(To do):
Copy out the lines word for word, starting at the very beginning and ending at the line that contains "positive clicks: (266, 236)". Leave the pictures out.

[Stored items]
┌──
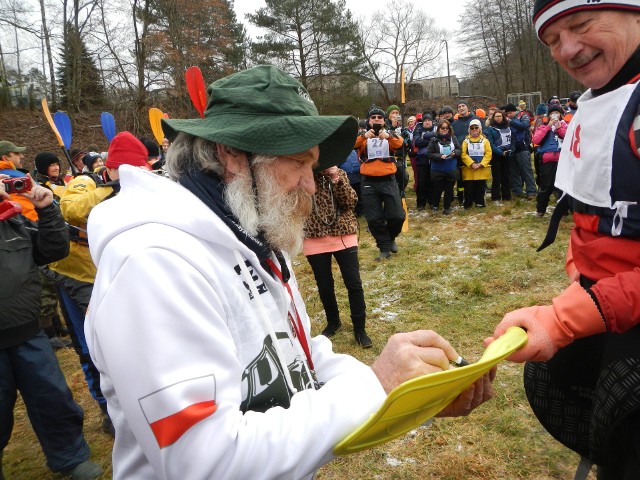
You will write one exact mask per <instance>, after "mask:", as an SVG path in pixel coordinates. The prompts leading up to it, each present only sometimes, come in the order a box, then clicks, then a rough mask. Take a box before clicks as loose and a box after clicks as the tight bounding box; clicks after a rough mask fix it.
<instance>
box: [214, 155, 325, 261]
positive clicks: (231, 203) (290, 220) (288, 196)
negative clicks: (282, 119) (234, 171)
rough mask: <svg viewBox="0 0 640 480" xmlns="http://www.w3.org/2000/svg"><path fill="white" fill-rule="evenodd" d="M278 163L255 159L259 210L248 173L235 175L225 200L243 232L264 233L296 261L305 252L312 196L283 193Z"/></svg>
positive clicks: (266, 236)
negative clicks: (278, 174)
mask: <svg viewBox="0 0 640 480" xmlns="http://www.w3.org/2000/svg"><path fill="white" fill-rule="evenodd" d="M275 159H276V157H269V156H265V155H257V156H256V157H255V159H254V172H255V177H256V185H257V190H258V202H257V206H256V202H255V201H254V195H253V188H252V184H251V174H250V172H249V171H248V170H244V171H242V172H240V173H237V174H235V175H234V178H233V179H232V180H231V181H230V182H229V183H228V184H227V188H226V189H225V192H224V198H225V201H226V203H227V205H228V206H229V209H230V210H231V212H232V213H233V214H234V215H235V216H236V218H237V219H238V221H239V222H240V225H242V228H244V229H245V230H247V232H248V233H250V234H251V235H254V236H255V235H257V234H258V232H260V231H261V232H263V234H264V237H265V239H266V240H267V242H269V245H271V247H272V248H274V249H275V250H281V251H283V252H286V253H288V254H289V256H291V257H293V256H295V255H296V254H298V253H299V252H300V251H301V250H302V242H303V240H304V225H305V222H306V220H307V218H308V216H309V215H310V213H311V208H312V202H311V195H309V194H308V193H307V192H306V191H305V190H304V189H302V188H295V189H294V190H292V191H291V192H289V193H283V192H282V187H281V186H280V185H279V184H278V180H277V177H276V175H275V171H274V166H273V162H274V161H275Z"/></svg>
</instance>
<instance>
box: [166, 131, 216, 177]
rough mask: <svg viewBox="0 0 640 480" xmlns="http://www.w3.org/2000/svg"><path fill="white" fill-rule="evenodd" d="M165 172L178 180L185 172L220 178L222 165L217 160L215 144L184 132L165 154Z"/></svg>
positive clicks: (178, 137) (211, 142)
mask: <svg viewBox="0 0 640 480" xmlns="http://www.w3.org/2000/svg"><path fill="white" fill-rule="evenodd" d="M165 170H166V171H167V173H168V174H169V177H170V178H172V179H173V180H178V179H179V178H180V177H182V176H183V175H184V174H186V173H187V172H198V171H202V172H210V173H215V174H216V175H218V176H220V177H222V176H223V175H224V165H222V164H221V163H220V160H219V159H218V153H217V151H216V143H215V142H211V141H209V140H205V139H204V138H200V137H195V136H193V135H189V134H187V133H184V132H180V133H178V135H177V137H176V138H175V140H174V141H173V143H172V144H171V148H170V149H169V151H168V152H167V162H166V164H165Z"/></svg>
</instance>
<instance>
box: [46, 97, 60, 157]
mask: <svg viewBox="0 0 640 480" xmlns="http://www.w3.org/2000/svg"><path fill="white" fill-rule="evenodd" d="M42 111H43V112H44V116H45V117H46V118H47V121H48V122H49V126H50V127H51V130H53V134H54V135H55V136H56V140H57V141H58V145H60V146H61V147H62V148H64V142H63V141H62V137H61V136H60V132H59V131H58V127H56V124H55V122H54V121H53V117H52V116H51V112H50V111H49V104H48V103H47V99H46V98H43V99H42Z"/></svg>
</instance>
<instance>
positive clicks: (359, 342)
mask: <svg viewBox="0 0 640 480" xmlns="http://www.w3.org/2000/svg"><path fill="white" fill-rule="evenodd" d="M351 321H352V322H353V336H354V337H355V339H356V342H357V343H358V345H360V346H361V347H362V348H370V347H372V346H373V342H372V341H371V339H370V338H369V335H367V332H366V331H365V329H364V324H365V318H364V316H363V318H353V317H351Z"/></svg>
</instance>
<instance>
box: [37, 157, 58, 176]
mask: <svg viewBox="0 0 640 480" xmlns="http://www.w3.org/2000/svg"><path fill="white" fill-rule="evenodd" d="M54 163H57V164H58V165H59V164H60V159H59V158H58V157H56V156H55V155H54V154H53V153H51V152H40V153H38V154H37V155H36V158H35V164H36V170H37V171H38V173H39V174H41V175H46V174H47V169H48V168H49V165H53V164H54Z"/></svg>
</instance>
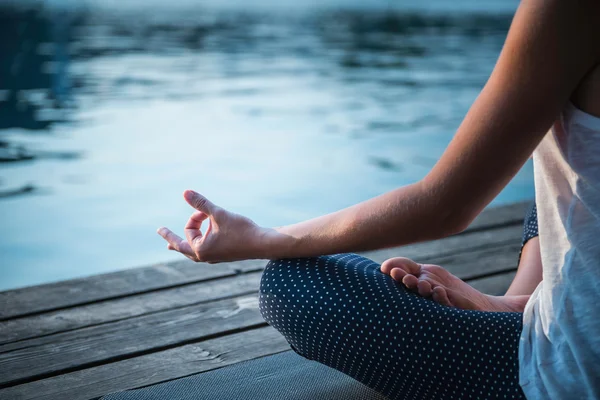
└──
(Exercise result):
You will write one exact mask per <instance>, after "mask:", as an SVG path in pixel coordinates. The prompts leading up to it, each present only sometimes, come in the order a box, then clicks, then a rough mask. Take a box before clicks as loose and a box after clicks as the tight bounding box; clicks after a rough mask fix it.
<instance>
box: [214, 155, 325, 261]
positive clicks: (231, 203) (290, 220) (288, 196)
negative clicks: (282, 119) (234, 171)
rough mask: <svg viewBox="0 0 640 480" xmlns="http://www.w3.org/2000/svg"><path fill="white" fill-rule="evenodd" d="M278 163L255 159L259 210L248 173L235 175L225 200L243 232L264 233L296 261L305 252L312 196L283 193Z"/></svg>
positive clicks: (266, 236)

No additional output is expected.